[Records excerpted from a collection]
Start of Block

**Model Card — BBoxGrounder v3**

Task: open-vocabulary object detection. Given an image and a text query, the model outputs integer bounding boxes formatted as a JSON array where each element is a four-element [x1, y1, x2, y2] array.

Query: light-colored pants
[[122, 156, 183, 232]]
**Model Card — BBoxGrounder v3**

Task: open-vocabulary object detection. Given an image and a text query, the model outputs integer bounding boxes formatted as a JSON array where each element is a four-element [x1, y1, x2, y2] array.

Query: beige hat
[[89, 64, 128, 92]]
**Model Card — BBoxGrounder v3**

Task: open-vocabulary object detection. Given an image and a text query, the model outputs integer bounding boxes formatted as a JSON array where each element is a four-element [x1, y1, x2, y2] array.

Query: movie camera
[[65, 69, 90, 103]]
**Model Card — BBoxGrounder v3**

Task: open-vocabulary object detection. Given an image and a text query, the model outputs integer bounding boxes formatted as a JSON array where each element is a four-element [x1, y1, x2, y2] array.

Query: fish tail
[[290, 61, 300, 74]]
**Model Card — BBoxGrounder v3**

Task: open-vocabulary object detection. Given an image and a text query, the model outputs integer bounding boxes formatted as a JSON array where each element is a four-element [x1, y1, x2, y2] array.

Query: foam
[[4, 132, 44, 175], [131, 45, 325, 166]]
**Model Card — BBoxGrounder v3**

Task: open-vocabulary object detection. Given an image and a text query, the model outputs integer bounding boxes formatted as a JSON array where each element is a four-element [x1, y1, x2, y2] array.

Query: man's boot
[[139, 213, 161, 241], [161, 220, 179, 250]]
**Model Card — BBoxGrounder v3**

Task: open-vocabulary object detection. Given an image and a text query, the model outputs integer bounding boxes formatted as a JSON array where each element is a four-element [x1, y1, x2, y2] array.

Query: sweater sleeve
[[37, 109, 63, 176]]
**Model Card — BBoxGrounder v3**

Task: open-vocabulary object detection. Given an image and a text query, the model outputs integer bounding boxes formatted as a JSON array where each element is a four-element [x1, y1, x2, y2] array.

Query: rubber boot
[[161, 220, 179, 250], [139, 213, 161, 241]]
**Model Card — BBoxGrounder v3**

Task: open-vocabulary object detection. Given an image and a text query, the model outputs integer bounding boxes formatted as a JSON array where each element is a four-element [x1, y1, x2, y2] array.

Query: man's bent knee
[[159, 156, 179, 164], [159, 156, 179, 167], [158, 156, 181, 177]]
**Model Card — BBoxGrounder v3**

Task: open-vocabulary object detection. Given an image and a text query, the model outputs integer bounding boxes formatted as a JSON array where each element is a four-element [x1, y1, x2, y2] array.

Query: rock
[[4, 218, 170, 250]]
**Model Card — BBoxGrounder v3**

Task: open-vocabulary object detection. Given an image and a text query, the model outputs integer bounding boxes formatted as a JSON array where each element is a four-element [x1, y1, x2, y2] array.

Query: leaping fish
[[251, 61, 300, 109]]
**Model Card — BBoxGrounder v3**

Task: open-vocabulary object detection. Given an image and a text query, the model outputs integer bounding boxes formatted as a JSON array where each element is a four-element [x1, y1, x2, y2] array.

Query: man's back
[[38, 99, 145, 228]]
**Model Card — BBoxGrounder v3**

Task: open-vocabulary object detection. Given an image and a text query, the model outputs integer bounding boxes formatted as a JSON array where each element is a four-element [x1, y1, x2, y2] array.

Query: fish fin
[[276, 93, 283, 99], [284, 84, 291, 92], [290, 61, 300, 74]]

End of Block

» Your goal: Return the data in its entirety, exactly as given.

» Answer section:
**Model Card — BBoxGrounder v3**

Task: open-vocabulary object detection. Given an image and a text query, the model outputs integer bounding boxes formatted as a JSON array where each element is a four-element [x1, y1, x2, y2] array.

Query: light-colored pants
[[122, 156, 183, 232]]
**Model Card — BBoxGrounder v3**

Task: open-vocabulary object detection. Given an image and a text query, the model outputs integer bounding boxes formatted as a JSON array where each element is a four-element [x1, y1, x2, y2] array.

Query: beige hat
[[89, 64, 128, 92]]
**Model Card — BBoxGrounder v3**

Task: open-vocabulary object detection. Given an image and a text query, the model outputs integer bounding boxes formatted as a JSON array where each element is a four-element [x1, y1, x2, y2] array.

Query: movie camera
[[65, 69, 90, 103]]
**Model Card — BBoxGrounder v3**

Task: open-vocabulary object detection. Given an image and a text query, the model outputs integer bounding boxes formatted as a JSON array where each element is a four-element [x1, y1, x2, y2] array.

Query: fish tail
[[290, 61, 300, 74]]
**Model Card — BBoxGrounder v3**

Task: open-vocabulary object detection. Given an image and a text query, the model outputs integer bounding boxes formatted as a JSON array where each element is a four-element [x1, y1, x2, y2] array.

Query: foam
[[4, 132, 44, 175], [131, 45, 325, 166]]
**Model Card — BBoxGrounder v3**

Task: open-vocabulary object detection. Given an image and a text query, the model outputs integer bounding boxes formatted as a JSON array where each element is a four-element [x1, y1, x2, y2] array.

Query: man's boot
[[139, 213, 161, 241], [161, 220, 179, 250]]
**Model Card — BBoxGrounder v3**

Task: open-vocabulary object detection. Given an image and a text query, the model outputs integer bounding boxes formatted as a JSON array where each element is a four-element [x1, y1, x2, y2] array.

Query: sweater sleeve
[[37, 109, 63, 176]]
**Model Card — BBoxGrounder v3**

Task: open-vocabulary object detection. Given an image and a text query, the model outputs integer bounding boxes formatted as a JSON array where each element is a four-element [x1, y1, x2, y2] array.

Query: rubber boot
[[161, 220, 179, 250], [139, 213, 161, 241]]
**Model Card — BBoxGrounder v3**

Task: open-vocabulary object detection. Given an image and a text query, the model outputs integer bounding boxes formatted as a JSON array where each element is a four-element [x1, y1, x2, y2] array.

Query: man's bent knee
[[159, 156, 179, 164], [159, 156, 179, 167], [158, 156, 181, 177]]
**Model Card — BBoxGrounder v3**

Task: open-vocabulary object detection. Given an image and a text query, the model outputs integer bounding boxes formatted as a JSON array where each element is a four-element [x1, y1, x2, y2] array.

Query: rock
[[4, 218, 170, 250]]
**Model Card — BBoxGrounder v3**

Task: open-vocabulary object detection. Given an image and a text query, the model outputs integer bounding boxes formatted as a JSON array where each element is a four-element [x1, y1, x2, y2] array.

Query: leaping fish
[[251, 61, 300, 109]]
**Model Card — BBoxGrounder v3**

Task: open-vocabulary object detection. Given an image and a text query, the model outputs integer bounding boxes formatted as a JSON array where each element is a four-element [x1, y1, x2, y2] array.

Query: man's back
[[38, 99, 145, 228]]
**Model Card — BBoxGrounder v3**

Task: open-vocabulary object detection. Given an image and a text query, the model outputs integer bounding boxes formatted as a JSON array where each element is a four-element [x1, y1, x2, y2] array.

Query: fish fin
[[276, 93, 283, 99], [284, 84, 291, 92], [290, 61, 300, 74]]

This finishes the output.